Testo estratto
□ □ □ □
Agosto 1969 – agosto 2019. Quest’anno ricorre il cinquantesimo anniversario di Woodstock, la Fiera della Musica e delle Arti tenutasi per tre giorni di fila a Bethel, una piccola città rurale dello stato di New York.
L’iniziativa nacque nel 1969 dall’annuncio, da parte di John P. Roberts e Joel Rosenman, di una “Challenge International, Ltd.“. Due giovani uomini con capitale illimitato andavano alla ricerca di interessanti opportunità di investimento e proposte d’affari. A quel punto intervennero Michael Lang e Artie Kornfeld che, ispirati dall’imperdibile proposta, videro la possibilità di creare qualcosa di nuovo e quanto mai sensazionale.
□ □ □ □
Estratto dei dati
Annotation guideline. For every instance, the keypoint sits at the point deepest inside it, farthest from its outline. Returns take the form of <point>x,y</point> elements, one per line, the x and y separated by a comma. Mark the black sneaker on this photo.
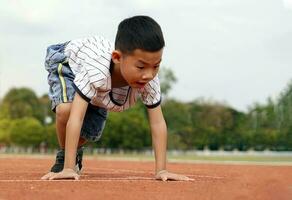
□ □ □ □
Obiettivi
1. Traduci in inglese questa frase del testo su Woodstock: "Due giovani uomini con capitale illimitato andavano alla ricerca di interessanti opportunità di investimento e proposte d’affari."
2. Riscrivi il tratto del testo su Woodstock da "Agosto 1969 –" fino a "quanto mai sensazionale.", sostituendo "tre giorni" con "quattro giorni".
3. Prosegui, per favore, il testo su Woodstock dal punto in cui si ferma.

Risposte ai compiti
1. Two young men with unlimited capital were looking for interesting investment opportunities and business proposals.

2.
Agosto 1969 – agosto 2019. Quest’anno ricorre il cinquantesimo anniversario di Woodstock, la Fiera della Musica e delle Arti tenutasi per quattro giorni di fila a Bethel, una piccola città rurale dello stato di New York.
L’iniziativa nacque nel 1969 dall’annuncio, da parte di John P. Roberts e Joel Rosenman, di una “Challenge International, Ltd.“. Due giovani uomini con capitale illimitato andavano alla ricerca di interessanti opportunità di investimento e proposte d’affari. A quel punto intervennero Michael Lang e Artie Kornfeld che, ispirati dall’imperdibile proposta, videro la possibilità di creare qualcosa di nuovo e quanto mai sensazionale.

3.
I quattro progettarono un festival musicale e artistico che nasceva come pura iniziativa commerciale, chiamandola appunto “Woodstock Ventures“, in vista dei guadagni che avrebbe comportato. Tuttavia ben presto si resero conto che stavano attirando centinaia di migliaia di persone in più del previsto (più di 400.000 giovani) e a quel punto il festival divenne una manifestazione a ingresso libero. Si esibirono in quell’occasione trentadue musicisti e gruppi fra i più noti dell’epoca e il festival ebbe un’enorme carica simbolica la cui notorietà continua ancora oggi. A quell’evento si deve la celebre espressione Three Days of Peace & Rock Music proprio perché divenne un simbolo della storia del rock e del costume, dall’aria allegra e utopistica tipica della cultura hippie e dei suoi figli dei fiori. Woodstock fu lo specchio della mentalità di allora, incredibilmente viva e rivoluzionaria, nuova perché giovani erano le menti e ambiziosi i loro orizzonti.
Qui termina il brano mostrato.